(Items from a dataset)
┏━━

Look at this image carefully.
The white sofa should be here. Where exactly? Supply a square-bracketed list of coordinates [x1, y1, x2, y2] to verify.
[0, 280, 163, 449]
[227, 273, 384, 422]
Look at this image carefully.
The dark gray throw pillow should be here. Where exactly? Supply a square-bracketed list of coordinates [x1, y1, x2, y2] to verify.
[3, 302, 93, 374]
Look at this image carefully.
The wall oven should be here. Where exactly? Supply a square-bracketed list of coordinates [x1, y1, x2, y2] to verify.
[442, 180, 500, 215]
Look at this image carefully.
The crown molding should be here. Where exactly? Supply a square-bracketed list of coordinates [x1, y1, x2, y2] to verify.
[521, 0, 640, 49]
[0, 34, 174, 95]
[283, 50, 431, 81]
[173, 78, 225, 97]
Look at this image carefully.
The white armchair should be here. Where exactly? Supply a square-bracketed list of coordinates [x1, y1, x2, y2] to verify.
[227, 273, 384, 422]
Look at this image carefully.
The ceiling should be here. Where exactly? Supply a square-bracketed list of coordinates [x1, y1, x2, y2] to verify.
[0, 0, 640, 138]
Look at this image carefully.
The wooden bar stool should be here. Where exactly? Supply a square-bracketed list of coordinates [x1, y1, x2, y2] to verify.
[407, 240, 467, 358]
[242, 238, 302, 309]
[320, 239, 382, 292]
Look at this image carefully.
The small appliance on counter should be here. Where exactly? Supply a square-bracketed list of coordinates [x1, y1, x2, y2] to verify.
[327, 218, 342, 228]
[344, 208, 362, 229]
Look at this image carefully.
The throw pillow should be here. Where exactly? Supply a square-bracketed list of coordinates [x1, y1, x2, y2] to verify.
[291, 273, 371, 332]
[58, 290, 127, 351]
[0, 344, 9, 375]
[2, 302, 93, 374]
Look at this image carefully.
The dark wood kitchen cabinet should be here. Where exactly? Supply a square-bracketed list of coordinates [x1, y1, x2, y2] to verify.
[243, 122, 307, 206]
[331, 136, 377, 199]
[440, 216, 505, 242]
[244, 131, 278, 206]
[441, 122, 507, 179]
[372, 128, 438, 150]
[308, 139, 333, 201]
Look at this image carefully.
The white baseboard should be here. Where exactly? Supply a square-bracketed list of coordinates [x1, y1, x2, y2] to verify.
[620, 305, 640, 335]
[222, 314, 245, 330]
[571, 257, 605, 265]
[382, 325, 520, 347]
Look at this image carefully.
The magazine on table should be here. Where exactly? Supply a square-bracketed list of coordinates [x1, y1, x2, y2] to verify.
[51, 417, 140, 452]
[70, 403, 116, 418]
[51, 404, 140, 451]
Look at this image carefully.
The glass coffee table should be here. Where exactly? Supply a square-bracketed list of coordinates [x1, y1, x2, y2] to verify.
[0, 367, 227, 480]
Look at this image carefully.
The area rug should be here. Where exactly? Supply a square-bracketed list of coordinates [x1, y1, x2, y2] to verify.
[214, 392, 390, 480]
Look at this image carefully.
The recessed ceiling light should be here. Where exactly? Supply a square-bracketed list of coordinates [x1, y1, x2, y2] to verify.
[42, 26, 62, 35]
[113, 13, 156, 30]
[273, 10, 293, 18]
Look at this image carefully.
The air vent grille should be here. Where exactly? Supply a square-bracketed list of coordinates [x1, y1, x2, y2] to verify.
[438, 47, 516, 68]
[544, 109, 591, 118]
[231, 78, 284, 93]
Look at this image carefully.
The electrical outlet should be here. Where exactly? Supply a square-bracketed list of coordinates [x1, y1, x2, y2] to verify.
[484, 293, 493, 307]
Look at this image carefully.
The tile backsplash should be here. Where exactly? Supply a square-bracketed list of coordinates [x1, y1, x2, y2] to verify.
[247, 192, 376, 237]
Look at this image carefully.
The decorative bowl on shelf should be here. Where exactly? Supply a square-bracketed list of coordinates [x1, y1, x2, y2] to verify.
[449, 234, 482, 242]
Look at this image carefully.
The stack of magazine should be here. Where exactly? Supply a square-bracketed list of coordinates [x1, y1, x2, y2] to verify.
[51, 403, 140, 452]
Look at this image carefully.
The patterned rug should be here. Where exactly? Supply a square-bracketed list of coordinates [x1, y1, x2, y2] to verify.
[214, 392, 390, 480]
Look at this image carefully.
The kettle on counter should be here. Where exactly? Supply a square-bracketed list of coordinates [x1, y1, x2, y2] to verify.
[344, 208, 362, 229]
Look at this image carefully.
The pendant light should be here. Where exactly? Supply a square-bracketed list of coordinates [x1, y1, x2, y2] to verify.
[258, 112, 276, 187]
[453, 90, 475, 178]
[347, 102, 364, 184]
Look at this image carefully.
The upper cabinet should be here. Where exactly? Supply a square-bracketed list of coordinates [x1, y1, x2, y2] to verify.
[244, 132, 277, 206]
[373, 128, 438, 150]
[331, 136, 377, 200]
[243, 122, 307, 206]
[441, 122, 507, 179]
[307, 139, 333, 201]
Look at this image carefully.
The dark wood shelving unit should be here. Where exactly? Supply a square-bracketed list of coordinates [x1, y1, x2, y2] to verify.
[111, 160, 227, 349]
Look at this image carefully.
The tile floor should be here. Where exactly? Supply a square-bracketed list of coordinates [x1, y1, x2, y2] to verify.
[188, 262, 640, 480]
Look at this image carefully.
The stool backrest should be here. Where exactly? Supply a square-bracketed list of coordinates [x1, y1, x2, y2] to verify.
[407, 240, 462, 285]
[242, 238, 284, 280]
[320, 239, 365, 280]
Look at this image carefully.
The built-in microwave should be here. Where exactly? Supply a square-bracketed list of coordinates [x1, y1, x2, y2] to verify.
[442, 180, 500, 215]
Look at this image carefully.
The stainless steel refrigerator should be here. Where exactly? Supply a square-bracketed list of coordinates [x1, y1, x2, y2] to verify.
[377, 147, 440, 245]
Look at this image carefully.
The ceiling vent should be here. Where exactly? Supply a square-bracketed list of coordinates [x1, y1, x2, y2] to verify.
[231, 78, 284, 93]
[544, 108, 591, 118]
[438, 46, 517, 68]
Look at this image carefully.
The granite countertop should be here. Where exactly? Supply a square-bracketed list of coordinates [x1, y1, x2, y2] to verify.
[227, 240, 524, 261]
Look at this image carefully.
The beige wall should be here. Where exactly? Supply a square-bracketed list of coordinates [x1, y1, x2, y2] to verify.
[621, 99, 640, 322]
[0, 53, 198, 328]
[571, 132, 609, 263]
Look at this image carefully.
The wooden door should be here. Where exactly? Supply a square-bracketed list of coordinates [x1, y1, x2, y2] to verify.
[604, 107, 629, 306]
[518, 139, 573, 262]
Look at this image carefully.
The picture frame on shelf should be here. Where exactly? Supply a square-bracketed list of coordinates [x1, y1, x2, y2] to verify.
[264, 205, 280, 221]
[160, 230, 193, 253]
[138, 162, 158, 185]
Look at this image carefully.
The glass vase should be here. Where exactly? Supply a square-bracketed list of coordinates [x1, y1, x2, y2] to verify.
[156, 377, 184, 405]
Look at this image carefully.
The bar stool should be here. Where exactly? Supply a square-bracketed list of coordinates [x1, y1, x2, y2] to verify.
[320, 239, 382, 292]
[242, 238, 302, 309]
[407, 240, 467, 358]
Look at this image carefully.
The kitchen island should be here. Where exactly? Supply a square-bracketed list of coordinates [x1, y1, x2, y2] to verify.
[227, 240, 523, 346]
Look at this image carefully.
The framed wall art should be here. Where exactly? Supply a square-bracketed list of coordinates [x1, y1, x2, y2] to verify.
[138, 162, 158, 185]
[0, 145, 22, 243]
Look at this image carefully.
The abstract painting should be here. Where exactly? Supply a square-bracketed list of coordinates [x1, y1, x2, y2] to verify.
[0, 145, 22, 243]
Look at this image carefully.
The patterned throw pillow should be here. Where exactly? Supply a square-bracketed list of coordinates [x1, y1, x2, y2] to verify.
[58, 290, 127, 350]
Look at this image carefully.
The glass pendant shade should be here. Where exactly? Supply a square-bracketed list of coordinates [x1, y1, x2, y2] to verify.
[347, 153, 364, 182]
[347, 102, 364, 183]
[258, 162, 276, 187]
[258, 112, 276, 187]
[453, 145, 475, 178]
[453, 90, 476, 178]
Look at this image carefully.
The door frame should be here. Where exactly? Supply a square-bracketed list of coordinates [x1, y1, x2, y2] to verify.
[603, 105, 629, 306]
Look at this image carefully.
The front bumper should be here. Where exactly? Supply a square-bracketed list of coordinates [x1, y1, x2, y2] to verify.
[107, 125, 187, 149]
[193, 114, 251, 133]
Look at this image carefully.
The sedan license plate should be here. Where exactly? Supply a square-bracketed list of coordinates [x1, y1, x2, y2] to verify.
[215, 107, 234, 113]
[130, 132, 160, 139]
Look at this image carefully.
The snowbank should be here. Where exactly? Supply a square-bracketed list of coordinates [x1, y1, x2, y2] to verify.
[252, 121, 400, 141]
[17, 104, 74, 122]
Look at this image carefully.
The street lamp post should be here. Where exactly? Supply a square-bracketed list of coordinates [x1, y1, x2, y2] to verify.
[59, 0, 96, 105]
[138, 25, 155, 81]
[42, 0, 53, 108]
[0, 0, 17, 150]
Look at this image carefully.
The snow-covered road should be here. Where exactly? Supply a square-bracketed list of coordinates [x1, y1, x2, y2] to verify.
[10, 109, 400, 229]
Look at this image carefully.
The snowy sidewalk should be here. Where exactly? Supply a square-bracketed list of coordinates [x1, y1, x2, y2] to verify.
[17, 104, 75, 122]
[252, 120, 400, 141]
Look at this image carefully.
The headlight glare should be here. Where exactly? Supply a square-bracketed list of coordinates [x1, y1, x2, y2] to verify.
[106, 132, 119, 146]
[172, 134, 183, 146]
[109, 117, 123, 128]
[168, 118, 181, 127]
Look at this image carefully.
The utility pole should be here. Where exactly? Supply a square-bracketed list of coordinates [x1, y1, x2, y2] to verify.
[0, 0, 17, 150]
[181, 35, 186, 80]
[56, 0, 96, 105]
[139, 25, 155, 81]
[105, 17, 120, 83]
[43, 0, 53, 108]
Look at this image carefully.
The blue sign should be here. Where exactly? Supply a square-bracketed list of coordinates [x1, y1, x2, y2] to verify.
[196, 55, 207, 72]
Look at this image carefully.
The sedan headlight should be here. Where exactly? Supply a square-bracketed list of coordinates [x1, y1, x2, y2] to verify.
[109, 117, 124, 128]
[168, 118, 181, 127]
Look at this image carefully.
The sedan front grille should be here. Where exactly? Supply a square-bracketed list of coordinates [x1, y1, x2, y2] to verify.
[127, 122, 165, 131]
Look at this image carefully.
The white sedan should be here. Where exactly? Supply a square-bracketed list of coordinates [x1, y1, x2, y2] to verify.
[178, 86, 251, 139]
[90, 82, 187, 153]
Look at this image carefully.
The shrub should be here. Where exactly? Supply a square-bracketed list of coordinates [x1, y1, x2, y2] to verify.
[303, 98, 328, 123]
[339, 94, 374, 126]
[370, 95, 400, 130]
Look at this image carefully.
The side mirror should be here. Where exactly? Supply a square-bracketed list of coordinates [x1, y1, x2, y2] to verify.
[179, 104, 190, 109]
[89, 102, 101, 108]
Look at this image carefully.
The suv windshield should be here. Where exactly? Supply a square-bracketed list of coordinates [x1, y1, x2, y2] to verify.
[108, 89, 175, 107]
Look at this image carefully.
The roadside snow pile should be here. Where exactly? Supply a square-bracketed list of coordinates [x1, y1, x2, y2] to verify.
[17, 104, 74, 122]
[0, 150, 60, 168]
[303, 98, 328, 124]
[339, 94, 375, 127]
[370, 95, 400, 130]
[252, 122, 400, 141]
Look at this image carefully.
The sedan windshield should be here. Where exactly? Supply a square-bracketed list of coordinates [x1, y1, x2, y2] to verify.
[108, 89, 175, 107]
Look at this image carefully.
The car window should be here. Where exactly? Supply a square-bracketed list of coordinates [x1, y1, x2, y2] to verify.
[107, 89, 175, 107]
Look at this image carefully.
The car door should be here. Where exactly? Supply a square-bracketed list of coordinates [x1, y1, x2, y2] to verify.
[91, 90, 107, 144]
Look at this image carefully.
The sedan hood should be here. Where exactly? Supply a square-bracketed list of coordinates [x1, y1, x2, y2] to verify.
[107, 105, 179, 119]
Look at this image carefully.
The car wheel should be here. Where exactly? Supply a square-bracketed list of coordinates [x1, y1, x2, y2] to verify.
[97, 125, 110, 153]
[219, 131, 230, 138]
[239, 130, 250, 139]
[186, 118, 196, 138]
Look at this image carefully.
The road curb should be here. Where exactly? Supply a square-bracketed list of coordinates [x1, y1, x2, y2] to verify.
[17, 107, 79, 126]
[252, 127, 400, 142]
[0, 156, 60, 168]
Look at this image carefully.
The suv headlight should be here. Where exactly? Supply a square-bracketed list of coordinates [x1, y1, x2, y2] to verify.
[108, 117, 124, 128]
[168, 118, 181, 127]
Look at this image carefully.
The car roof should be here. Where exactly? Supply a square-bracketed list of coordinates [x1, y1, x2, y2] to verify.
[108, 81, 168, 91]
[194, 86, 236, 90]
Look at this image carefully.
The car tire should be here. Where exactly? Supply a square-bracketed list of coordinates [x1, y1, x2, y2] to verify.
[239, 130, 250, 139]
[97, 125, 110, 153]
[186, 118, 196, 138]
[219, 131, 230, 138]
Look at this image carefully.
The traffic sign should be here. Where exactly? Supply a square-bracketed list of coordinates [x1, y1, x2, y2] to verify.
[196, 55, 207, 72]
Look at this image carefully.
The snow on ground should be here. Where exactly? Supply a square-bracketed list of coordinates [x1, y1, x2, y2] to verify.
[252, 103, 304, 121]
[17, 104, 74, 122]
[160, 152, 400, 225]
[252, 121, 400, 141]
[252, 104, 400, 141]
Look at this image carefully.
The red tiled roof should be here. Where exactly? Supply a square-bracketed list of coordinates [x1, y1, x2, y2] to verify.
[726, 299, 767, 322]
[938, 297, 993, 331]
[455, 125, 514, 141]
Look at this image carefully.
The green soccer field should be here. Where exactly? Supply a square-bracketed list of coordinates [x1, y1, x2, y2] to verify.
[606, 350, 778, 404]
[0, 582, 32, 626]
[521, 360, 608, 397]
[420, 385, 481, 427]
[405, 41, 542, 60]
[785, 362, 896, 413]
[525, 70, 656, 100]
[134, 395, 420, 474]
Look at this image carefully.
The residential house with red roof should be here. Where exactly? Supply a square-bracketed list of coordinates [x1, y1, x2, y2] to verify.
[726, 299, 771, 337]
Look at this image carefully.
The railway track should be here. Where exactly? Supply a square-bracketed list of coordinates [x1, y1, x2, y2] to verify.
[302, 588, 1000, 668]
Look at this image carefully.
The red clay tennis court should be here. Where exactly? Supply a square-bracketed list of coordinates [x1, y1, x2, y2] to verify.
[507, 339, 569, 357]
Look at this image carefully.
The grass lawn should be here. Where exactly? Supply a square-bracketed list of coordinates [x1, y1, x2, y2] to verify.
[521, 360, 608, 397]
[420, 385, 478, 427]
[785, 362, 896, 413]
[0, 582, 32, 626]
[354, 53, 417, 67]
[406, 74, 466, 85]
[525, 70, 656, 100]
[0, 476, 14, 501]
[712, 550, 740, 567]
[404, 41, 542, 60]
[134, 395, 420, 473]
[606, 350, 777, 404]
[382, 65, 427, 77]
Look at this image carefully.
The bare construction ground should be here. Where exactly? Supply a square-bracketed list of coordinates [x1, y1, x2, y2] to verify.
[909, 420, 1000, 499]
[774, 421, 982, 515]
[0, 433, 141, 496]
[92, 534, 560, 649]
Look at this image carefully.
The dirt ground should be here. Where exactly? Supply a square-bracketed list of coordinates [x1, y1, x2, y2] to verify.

┗━━

* **Given request**
Copy the listing word for word, starting at its very beginning and going on through the line containing "[3, 302, 93, 374]", with that line included.

* **Answer to the task**
Look at this image carefully.
The white sofa should be here. Where exactly? Supply a square-bracketed list of coordinates [x1, y1, x2, y2] to verify.
[0, 280, 163, 449]
[227, 273, 384, 422]
Look at this image carefully.
The dark gray throw pillow should be here. Where exactly? Supply a square-bracketed list of coordinates [x1, y1, x2, y2] to verify.
[3, 302, 93, 374]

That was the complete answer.